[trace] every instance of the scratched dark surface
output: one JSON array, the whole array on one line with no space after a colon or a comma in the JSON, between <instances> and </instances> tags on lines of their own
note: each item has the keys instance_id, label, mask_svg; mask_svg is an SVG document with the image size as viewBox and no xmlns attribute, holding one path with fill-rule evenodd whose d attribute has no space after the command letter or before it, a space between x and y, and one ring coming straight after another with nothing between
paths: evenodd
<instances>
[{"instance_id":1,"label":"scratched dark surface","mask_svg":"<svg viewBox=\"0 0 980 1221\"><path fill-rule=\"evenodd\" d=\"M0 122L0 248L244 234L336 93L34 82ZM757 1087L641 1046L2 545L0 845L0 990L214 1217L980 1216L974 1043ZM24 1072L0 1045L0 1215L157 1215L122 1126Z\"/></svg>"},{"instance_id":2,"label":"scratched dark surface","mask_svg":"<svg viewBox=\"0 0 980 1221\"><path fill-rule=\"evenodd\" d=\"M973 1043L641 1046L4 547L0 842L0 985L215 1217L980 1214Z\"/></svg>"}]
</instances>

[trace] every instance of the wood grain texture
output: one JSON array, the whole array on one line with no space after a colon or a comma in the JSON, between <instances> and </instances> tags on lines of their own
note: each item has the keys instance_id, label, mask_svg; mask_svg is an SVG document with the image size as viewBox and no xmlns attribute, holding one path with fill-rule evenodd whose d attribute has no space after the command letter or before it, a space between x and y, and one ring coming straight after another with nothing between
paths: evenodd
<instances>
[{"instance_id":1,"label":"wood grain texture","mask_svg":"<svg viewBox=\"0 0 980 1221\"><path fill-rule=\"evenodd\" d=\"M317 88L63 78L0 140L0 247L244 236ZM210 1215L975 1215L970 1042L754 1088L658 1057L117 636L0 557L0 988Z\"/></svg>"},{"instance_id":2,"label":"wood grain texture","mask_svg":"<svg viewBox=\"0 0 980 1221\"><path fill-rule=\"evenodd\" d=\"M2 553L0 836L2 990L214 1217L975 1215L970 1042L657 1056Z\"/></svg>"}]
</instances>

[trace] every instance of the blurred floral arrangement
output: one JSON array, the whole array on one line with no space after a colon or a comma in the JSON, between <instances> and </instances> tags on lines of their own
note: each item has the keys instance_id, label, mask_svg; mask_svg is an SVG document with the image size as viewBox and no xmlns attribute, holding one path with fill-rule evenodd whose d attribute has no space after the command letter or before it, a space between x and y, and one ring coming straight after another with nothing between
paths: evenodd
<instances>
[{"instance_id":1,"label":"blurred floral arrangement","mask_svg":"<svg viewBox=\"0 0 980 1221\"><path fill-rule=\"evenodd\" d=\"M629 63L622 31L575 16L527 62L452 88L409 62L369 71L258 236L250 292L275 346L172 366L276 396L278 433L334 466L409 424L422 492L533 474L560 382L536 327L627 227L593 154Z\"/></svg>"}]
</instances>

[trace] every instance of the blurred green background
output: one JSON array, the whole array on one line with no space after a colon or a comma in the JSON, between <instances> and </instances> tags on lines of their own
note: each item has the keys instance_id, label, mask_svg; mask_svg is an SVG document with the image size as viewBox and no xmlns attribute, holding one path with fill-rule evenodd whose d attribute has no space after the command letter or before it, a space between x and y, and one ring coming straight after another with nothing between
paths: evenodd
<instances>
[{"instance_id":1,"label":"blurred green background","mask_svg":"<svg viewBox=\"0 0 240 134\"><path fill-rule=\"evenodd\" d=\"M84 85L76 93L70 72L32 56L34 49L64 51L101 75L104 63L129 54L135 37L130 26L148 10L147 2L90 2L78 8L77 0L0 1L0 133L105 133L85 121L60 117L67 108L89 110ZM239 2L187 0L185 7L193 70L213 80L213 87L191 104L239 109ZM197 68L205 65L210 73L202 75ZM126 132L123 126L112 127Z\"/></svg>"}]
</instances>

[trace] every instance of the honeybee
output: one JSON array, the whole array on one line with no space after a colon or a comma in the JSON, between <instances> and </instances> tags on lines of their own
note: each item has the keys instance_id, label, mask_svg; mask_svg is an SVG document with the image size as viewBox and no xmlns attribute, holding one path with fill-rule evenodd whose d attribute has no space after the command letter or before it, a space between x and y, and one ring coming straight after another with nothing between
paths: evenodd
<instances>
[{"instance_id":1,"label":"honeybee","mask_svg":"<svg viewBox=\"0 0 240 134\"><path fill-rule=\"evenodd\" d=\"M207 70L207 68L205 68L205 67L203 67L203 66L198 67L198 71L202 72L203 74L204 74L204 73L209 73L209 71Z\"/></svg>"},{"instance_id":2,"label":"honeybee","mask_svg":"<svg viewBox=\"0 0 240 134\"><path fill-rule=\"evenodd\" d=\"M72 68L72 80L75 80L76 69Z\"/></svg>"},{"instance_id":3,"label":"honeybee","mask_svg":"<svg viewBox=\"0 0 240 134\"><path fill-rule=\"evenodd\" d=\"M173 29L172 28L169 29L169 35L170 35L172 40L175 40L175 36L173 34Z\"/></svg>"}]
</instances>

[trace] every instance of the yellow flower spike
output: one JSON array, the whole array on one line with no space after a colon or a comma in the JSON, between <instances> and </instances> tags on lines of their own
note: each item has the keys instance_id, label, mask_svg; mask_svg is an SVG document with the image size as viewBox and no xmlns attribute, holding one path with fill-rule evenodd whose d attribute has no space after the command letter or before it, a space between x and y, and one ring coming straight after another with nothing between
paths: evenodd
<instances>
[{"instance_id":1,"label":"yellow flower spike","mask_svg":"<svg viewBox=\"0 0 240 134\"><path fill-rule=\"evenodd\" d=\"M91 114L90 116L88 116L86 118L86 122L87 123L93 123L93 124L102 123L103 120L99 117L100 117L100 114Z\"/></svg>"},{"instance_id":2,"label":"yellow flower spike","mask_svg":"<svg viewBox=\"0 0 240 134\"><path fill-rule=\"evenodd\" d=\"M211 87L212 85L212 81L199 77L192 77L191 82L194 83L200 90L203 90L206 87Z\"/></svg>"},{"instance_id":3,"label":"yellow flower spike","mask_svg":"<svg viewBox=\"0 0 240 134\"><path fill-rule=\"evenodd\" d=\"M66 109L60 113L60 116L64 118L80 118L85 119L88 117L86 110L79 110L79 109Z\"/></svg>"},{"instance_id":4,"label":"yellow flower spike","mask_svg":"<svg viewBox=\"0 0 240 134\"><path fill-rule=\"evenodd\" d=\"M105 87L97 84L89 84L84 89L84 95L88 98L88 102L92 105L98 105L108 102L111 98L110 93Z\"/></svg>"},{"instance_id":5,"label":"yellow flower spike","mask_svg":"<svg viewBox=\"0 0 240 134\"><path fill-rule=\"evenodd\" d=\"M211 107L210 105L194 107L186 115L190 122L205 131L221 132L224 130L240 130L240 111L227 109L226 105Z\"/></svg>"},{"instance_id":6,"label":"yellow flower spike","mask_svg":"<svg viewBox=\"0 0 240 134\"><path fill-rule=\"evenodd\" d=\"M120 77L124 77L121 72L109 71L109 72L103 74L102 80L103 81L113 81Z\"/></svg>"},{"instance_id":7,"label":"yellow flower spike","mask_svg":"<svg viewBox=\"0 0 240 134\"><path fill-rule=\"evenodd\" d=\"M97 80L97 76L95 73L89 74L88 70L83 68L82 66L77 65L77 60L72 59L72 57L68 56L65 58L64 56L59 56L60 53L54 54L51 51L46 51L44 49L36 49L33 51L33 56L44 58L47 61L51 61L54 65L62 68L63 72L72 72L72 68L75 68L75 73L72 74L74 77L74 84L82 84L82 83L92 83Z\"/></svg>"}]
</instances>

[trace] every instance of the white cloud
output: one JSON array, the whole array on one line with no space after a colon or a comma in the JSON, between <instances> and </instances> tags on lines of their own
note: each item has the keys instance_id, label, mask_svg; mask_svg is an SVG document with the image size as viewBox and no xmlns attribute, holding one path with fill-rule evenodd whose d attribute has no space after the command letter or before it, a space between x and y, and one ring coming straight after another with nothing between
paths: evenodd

Directive: Express everything from the line containing "[trace] every instance of the white cloud" down to the end of the listing above as a JSON list of strings, one string per line, leaving out blank lines.

Task response:
[
  "[trace] every instance of the white cloud",
  "output: one JSON array, the whole array on one line with no space after a colon or a comma in the JSON, between <instances> and </instances> tags on lines of their own",
  "note: each item has the keys instance_id, label, mask_svg; mask_svg is an SVG document with the image size as viewBox and no xmlns attribute, holding one path with fill-rule evenodd whose d attribute has no space after the command letter or before it, a space between x and y, and one ring coming straight after another with nothing between",
  "paths: evenodd"
]